Outline records:
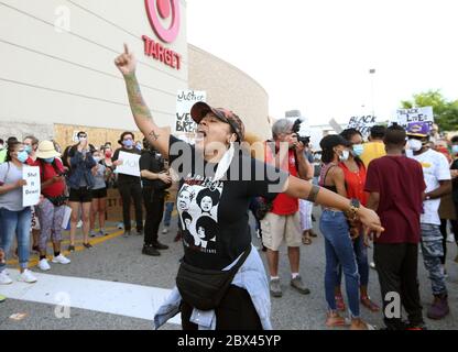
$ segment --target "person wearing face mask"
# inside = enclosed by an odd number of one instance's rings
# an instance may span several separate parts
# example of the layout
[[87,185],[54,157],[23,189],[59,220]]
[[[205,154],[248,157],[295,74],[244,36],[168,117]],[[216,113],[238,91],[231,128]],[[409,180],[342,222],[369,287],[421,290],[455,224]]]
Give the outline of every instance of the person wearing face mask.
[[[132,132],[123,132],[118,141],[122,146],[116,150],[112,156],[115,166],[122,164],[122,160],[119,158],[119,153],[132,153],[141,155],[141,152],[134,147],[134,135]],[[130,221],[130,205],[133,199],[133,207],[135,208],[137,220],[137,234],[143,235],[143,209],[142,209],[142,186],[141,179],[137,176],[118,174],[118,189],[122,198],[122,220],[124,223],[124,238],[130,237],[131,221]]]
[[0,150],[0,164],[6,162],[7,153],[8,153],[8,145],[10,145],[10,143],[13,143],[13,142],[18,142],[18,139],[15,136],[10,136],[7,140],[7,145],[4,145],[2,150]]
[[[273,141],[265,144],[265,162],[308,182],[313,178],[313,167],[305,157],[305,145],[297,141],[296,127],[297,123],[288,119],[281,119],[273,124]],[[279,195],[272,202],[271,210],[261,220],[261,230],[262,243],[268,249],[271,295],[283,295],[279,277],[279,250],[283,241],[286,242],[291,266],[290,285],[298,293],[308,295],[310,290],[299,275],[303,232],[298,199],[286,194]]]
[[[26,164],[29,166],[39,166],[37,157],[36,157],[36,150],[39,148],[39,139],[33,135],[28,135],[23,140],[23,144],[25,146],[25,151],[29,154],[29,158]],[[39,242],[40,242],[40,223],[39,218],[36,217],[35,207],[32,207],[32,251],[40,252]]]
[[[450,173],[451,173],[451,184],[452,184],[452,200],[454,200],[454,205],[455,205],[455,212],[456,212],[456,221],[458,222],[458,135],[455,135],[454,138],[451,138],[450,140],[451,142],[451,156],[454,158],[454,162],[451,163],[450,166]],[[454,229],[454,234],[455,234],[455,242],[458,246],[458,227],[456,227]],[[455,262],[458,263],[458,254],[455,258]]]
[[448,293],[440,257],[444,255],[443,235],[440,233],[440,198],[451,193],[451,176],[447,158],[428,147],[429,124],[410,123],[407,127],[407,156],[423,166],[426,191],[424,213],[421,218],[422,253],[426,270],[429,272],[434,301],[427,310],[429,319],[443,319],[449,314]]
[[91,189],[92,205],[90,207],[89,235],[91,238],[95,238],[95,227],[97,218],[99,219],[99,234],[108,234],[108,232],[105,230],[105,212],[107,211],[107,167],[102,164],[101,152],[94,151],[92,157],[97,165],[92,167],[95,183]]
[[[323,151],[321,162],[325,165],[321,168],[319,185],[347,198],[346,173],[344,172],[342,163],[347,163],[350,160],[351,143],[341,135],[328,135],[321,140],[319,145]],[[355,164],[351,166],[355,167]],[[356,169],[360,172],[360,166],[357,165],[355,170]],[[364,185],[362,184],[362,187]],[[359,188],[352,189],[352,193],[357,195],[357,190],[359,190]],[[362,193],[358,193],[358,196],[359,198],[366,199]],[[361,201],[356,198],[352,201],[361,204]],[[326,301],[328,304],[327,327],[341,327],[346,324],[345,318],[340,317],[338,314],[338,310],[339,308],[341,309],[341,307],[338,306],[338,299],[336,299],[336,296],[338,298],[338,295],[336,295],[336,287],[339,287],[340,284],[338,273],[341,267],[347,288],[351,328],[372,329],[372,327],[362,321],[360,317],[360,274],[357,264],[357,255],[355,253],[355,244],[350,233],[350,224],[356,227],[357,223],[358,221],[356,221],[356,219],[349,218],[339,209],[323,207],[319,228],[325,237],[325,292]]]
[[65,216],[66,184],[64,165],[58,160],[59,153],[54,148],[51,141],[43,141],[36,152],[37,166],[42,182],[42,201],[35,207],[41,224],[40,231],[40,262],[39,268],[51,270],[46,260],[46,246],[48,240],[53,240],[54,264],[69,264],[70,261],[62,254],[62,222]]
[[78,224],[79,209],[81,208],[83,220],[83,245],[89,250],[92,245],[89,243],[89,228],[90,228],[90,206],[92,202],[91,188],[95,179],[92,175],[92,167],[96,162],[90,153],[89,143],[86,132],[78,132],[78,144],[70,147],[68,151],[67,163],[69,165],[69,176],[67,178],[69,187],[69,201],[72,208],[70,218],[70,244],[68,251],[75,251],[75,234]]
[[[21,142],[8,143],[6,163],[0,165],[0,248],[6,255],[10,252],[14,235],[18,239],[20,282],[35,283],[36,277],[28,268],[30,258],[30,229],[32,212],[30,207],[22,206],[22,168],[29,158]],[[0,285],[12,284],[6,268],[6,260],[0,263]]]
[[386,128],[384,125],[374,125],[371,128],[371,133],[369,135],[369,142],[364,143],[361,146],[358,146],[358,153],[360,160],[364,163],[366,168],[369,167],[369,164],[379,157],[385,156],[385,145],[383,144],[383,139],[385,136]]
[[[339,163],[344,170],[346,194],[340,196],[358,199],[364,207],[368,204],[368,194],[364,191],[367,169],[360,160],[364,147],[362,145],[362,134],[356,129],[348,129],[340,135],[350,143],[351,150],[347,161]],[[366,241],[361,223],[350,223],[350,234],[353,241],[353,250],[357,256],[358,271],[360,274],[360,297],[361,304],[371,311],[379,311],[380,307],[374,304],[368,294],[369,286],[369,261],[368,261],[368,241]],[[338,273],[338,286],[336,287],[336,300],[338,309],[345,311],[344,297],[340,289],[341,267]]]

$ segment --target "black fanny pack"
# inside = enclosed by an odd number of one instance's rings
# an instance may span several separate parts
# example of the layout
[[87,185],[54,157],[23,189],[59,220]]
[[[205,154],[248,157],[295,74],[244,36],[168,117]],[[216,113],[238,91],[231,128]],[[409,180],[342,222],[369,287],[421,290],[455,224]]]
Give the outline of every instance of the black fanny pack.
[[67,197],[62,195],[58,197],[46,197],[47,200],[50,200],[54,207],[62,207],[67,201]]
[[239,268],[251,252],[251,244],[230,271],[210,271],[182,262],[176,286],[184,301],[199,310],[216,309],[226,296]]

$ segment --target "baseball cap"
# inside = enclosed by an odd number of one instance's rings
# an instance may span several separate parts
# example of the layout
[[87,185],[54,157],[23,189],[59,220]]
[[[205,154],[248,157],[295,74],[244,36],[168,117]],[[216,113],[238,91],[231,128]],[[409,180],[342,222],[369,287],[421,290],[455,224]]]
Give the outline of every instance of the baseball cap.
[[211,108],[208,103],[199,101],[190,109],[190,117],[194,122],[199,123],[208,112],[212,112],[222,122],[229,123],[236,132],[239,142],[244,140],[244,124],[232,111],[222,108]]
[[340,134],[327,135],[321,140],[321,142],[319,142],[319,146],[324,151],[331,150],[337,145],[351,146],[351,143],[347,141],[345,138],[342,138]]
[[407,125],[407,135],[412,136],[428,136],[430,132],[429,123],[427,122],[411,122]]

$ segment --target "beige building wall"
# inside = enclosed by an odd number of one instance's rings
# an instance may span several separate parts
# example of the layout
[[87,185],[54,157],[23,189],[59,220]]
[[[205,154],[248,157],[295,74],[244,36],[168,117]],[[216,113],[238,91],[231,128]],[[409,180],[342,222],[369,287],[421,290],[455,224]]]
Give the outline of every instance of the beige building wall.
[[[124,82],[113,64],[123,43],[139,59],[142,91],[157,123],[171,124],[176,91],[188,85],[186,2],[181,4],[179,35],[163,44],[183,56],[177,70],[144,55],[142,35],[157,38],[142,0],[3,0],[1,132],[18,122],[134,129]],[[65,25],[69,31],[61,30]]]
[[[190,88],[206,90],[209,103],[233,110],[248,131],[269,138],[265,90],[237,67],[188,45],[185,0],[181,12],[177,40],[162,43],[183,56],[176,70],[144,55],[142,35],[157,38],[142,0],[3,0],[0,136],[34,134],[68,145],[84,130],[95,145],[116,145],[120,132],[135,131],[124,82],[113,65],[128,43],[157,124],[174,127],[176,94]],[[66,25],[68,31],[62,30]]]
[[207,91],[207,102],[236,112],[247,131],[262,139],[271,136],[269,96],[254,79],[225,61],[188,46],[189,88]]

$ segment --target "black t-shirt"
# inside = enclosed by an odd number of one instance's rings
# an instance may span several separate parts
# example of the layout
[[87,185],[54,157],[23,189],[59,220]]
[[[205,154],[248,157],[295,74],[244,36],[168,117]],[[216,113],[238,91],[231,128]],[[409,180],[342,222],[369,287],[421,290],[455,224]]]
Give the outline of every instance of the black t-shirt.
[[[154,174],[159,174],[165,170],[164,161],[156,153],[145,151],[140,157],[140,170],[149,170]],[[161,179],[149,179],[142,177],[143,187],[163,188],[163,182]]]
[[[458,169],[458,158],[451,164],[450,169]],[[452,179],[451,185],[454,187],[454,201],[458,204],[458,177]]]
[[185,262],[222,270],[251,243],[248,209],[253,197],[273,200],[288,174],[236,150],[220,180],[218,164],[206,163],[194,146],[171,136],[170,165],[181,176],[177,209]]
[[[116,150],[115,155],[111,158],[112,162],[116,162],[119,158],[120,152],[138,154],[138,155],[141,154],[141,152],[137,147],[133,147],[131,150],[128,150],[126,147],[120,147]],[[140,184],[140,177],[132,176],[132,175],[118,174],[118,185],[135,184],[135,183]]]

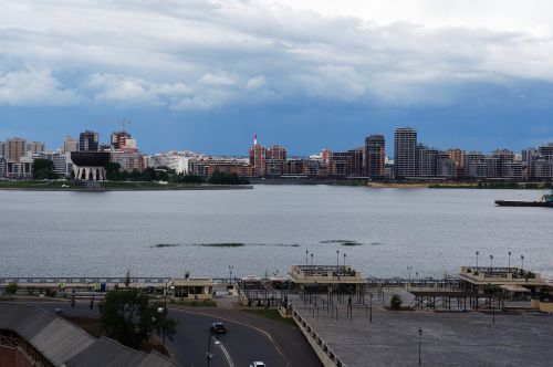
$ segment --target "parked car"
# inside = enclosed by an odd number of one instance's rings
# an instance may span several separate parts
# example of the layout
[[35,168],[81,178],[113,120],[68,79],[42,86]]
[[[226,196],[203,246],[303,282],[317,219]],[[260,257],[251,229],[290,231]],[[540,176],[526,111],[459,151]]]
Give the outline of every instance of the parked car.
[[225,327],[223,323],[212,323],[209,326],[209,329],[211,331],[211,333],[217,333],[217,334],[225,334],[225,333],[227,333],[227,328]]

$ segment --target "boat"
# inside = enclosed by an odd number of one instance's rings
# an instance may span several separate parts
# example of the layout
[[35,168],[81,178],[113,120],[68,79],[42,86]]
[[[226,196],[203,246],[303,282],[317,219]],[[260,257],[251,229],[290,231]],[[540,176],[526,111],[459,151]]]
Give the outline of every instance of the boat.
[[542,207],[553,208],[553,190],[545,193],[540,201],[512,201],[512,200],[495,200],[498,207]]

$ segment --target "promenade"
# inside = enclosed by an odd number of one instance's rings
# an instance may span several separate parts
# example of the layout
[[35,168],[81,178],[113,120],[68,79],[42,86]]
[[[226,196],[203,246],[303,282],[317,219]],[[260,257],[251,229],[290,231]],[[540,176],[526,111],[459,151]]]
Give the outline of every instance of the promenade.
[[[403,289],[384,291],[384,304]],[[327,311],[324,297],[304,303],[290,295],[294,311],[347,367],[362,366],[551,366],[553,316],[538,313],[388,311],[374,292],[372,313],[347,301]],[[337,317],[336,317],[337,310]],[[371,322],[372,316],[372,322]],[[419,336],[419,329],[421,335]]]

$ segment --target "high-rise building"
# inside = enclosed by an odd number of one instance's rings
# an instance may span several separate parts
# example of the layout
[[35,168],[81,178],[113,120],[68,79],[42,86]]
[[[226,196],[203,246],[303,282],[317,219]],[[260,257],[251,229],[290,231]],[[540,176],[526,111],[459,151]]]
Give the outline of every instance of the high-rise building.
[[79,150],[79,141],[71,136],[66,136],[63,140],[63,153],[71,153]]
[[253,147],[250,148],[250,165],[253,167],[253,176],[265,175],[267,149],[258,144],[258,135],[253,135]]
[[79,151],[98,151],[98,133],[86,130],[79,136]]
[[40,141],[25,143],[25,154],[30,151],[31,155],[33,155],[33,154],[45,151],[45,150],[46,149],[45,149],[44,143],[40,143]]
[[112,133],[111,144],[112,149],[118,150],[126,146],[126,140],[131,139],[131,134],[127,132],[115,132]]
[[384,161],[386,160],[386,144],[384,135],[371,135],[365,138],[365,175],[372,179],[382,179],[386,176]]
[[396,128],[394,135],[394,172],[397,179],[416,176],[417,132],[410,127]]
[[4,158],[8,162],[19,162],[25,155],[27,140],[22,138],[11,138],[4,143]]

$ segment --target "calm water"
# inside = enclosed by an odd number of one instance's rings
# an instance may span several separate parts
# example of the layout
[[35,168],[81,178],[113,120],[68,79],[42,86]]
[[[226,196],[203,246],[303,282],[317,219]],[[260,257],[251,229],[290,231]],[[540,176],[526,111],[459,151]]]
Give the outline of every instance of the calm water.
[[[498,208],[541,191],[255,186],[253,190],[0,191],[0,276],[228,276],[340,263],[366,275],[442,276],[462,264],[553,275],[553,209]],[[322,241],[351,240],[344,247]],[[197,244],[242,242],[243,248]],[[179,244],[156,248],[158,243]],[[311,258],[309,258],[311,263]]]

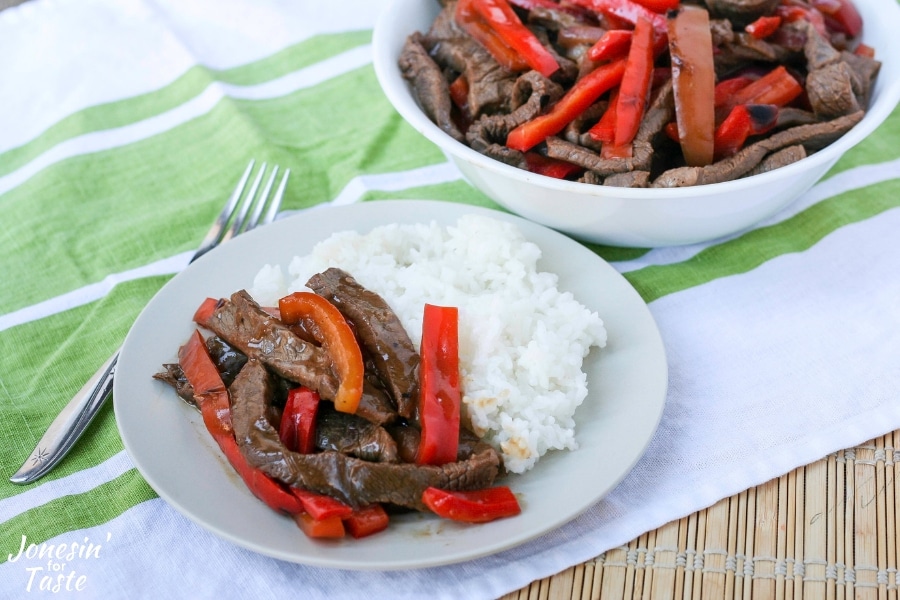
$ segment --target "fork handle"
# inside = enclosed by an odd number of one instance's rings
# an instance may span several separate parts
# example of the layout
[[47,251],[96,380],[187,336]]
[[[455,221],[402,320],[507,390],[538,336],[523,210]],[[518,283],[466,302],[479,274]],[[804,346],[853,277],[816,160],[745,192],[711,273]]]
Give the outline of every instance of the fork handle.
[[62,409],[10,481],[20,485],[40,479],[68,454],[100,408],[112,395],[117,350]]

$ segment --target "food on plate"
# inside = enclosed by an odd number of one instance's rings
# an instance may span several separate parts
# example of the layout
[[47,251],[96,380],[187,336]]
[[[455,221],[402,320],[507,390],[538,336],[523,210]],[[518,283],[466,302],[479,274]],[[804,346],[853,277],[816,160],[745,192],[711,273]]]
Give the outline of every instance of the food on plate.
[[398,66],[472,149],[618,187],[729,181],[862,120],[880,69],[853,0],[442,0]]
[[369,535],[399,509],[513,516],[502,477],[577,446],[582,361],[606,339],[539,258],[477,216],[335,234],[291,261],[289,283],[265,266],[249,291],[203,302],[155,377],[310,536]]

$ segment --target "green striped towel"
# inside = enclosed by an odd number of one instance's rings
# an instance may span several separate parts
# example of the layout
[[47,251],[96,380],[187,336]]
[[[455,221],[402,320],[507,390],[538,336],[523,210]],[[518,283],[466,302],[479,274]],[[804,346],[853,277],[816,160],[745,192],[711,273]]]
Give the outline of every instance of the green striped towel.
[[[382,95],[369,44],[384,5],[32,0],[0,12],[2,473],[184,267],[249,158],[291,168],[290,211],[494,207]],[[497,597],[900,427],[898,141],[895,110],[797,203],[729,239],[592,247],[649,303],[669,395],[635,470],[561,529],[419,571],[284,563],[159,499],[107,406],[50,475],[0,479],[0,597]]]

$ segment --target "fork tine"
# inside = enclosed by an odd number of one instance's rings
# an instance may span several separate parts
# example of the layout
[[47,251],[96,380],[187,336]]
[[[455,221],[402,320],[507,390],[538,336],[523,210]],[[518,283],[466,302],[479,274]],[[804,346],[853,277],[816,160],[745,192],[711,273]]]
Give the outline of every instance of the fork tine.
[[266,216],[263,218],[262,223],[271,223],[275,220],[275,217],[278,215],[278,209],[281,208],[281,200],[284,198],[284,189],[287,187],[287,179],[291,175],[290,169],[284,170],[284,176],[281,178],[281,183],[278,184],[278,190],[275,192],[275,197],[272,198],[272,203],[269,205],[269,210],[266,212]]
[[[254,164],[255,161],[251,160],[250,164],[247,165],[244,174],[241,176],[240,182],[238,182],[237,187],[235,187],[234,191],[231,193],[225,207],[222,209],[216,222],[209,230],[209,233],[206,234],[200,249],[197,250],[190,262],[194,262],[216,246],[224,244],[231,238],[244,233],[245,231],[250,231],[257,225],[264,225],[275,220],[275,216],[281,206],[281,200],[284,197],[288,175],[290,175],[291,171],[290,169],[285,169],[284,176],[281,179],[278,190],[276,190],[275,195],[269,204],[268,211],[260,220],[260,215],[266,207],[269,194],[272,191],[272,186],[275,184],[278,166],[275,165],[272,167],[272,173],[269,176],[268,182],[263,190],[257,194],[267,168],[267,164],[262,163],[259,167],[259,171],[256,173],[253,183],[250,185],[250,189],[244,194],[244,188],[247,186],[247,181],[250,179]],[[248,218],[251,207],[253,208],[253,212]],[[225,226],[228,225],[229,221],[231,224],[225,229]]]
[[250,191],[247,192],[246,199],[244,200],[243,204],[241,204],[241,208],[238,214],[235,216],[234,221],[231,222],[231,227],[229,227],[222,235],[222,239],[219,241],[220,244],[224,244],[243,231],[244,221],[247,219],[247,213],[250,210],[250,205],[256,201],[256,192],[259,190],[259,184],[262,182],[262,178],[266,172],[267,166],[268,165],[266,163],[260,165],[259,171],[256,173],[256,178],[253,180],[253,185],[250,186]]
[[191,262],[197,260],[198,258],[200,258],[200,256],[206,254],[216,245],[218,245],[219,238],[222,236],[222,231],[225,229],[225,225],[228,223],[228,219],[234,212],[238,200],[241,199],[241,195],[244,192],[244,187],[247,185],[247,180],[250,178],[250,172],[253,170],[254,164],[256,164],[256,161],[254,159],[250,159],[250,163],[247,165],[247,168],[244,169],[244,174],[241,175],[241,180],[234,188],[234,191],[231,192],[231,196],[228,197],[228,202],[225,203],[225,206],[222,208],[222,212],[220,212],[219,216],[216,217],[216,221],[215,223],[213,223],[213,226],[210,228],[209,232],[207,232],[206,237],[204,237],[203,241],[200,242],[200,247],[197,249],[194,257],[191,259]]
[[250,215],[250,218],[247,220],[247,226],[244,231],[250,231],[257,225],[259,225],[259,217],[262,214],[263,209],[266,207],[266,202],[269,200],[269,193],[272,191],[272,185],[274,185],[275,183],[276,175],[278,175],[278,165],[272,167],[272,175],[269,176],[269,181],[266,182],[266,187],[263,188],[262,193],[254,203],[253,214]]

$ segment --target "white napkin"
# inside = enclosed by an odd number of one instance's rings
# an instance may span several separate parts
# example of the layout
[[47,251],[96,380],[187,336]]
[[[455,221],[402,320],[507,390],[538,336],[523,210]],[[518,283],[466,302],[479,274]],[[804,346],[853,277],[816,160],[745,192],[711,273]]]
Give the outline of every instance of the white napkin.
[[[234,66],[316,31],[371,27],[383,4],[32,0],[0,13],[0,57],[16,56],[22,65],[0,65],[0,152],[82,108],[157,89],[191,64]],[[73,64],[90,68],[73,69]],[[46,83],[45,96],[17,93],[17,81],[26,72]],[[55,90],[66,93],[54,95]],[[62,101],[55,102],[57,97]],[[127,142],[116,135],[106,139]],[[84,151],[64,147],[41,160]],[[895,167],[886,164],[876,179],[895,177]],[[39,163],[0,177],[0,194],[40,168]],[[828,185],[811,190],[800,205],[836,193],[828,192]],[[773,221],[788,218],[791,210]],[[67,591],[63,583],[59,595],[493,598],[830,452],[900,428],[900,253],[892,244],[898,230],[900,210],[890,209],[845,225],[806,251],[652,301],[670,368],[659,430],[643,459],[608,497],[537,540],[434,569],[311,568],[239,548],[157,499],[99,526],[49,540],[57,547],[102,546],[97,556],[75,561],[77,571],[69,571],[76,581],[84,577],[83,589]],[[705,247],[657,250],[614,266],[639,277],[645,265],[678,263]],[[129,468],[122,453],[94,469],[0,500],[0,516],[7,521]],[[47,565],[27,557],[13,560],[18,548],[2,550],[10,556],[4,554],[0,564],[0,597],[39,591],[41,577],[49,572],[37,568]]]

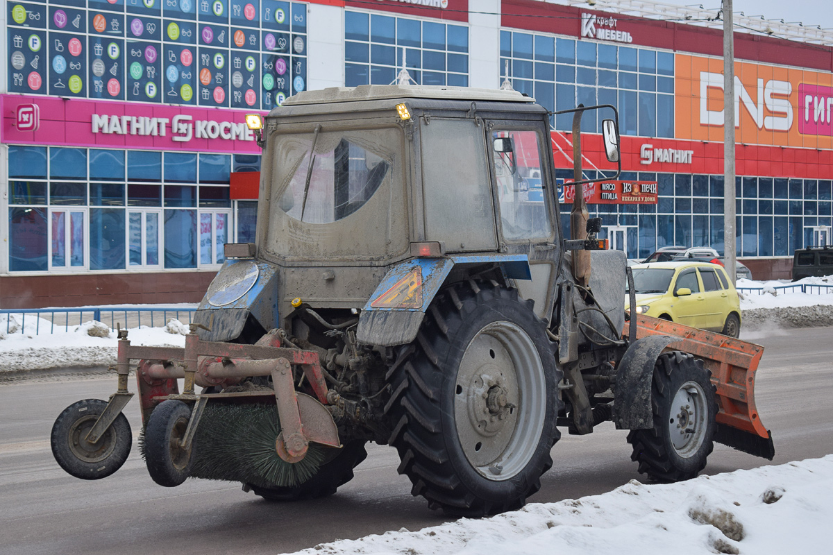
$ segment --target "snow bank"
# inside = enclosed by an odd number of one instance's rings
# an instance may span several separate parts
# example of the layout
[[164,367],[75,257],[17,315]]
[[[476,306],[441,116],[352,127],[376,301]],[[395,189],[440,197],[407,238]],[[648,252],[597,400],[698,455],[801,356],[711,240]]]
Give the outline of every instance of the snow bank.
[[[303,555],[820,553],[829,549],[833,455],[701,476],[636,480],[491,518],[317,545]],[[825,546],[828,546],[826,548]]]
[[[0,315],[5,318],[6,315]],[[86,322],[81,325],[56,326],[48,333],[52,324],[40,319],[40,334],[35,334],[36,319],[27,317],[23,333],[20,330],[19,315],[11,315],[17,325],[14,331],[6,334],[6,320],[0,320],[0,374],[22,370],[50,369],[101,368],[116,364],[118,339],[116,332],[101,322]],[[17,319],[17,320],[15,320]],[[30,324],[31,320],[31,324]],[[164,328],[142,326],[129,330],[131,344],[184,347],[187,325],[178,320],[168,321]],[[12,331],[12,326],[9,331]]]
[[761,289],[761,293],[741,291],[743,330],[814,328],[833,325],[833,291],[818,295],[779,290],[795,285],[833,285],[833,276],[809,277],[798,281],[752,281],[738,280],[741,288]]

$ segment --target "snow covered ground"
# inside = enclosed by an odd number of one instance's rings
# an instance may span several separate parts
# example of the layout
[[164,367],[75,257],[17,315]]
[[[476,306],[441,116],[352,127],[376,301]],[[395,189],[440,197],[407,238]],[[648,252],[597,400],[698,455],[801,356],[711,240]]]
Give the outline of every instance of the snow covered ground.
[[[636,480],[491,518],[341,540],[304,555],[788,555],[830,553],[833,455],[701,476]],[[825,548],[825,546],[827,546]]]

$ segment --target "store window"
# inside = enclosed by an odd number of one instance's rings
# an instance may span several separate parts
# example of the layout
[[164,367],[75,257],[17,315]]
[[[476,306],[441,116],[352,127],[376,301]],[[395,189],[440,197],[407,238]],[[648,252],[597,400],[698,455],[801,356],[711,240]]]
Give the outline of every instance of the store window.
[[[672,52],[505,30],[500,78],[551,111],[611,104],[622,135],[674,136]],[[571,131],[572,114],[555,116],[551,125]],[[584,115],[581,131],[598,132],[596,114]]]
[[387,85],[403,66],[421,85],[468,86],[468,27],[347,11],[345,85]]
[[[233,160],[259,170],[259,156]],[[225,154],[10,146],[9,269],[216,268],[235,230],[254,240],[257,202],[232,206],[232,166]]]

* [THE EXERCISE]:
Pull out every line of the listing above that contains the string "parked", and copy each one in full. Matches must have the same case.

* [FULL SOLUTION]:
$ segment --target "parked car"
Give the outline of every instance of the parked car.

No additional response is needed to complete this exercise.